Your goal: Locate the line containing "target | napkin", then please write out that line and all the lines below it in the entries exactly.

Exercise inputs:
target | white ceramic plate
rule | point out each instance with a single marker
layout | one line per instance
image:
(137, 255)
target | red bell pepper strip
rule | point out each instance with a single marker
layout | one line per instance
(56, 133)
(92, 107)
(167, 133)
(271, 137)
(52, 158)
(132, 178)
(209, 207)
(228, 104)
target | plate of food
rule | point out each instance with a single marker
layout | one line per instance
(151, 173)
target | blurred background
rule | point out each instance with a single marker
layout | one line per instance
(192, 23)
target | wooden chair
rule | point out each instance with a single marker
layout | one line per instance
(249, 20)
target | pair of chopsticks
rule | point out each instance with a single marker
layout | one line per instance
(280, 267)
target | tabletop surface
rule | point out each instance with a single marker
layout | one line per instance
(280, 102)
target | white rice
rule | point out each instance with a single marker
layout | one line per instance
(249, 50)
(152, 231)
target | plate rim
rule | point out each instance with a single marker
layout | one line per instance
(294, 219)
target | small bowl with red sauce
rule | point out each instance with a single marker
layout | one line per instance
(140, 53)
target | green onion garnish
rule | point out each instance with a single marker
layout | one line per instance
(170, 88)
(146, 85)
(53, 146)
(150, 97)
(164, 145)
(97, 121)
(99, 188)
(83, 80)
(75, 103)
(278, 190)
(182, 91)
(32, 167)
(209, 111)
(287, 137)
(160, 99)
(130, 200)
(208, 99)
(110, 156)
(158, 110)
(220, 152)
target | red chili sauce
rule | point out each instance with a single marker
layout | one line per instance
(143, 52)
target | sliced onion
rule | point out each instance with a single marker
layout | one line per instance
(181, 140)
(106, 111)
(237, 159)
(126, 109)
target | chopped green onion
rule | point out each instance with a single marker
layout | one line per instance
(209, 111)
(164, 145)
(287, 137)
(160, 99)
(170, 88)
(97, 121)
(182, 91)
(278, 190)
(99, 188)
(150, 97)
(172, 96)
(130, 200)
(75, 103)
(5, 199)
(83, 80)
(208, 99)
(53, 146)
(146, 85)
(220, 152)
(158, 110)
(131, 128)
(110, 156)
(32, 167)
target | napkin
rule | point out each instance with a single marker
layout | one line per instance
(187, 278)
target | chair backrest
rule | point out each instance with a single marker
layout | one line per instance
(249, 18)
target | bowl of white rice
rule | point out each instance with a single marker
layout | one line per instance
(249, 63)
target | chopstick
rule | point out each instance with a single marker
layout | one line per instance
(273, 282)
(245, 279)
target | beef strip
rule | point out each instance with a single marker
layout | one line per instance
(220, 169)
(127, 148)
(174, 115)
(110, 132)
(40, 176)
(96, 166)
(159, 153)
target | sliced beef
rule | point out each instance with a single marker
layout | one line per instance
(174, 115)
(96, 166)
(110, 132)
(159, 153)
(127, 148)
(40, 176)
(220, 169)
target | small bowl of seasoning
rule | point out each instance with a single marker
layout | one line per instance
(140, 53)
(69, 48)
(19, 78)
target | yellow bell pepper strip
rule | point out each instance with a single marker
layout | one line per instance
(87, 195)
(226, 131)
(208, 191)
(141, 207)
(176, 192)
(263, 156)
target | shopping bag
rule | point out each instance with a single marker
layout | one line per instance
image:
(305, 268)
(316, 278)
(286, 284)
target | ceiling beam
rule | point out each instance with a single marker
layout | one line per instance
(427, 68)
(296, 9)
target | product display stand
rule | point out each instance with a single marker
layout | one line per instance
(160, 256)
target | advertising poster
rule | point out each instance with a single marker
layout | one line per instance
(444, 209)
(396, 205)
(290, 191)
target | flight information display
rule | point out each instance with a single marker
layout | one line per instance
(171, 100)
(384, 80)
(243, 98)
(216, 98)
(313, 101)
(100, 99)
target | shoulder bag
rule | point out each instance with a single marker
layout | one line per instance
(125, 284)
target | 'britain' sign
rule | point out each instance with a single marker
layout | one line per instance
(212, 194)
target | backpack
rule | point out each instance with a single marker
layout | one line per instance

Answer to this problem:
target | napkin
rule | point out each instance with a single marker
layout | one line per instance
(187, 278)
target | chair backrest
rule | point out each instance with a single marker
layout | one line per instance
(249, 18)
target | bowl of white rice
rule | point out each instance with a single marker
layout | one line per instance
(249, 63)
target | chopstick
rule | point out each instance with a single marker
layout | one line per instance
(273, 282)
(245, 279)
target | beef strip
rule | point out each instance with a single marker
layout | one line per instance
(220, 169)
(127, 148)
(174, 115)
(110, 132)
(40, 176)
(96, 166)
(159, 153)
target | sliced beef
rule | point out each instance with a single marker
layout | one line per instance
(174, 115)
(96, 166)
(110, 132)
(159, 153)
(127, 148)
(40, 176)
(220, 169)
target | small bowl of seasoning
rule | point out each instance with a single marker
layout | one line per instance
(140, 53)
(69, 48)
(19, 78)
target | yellow bell pepper strip
rule | point out each instance with a single marker
layout | one line per instance
(87, 195)
(226, 131)
(208, 191)
(141, 207)
(176, 192)
(263, 156)
target | shopping bag
rule | point out each instance with a single marker
layout | one line per instance
image:
(305, 268)
(316, 278)
(286, 284)
target | ceiling beam
rule | point out each instance with a single marker
layout | one line per instance
(427, 68)
(296, 9)
target | product display stand
rule | point out each instance with a single marker
layout | one line per instance
(160, 256)
target | advertising poster
rule | point out each instance with a single marker
layout | one line per instance
(444, 209)
(396, 205)
(290, 191)
target | flight information display
rule | point out each instance with a single marker
layout | one line per instance
(171, 100)
(384, 80)
(243, 98)
(216, 98)
(313, 101)
(100, 99)
target | shoulder bag
rule | point out each instance with a single marker
layout | one line per instance
(125, 284)
target | 'britain' sign
rule | point out each instance with a single marker
layout | one line per instance
(212, 194)
target | backpack
rule | point out each instance with a single marker
layout | one line per instance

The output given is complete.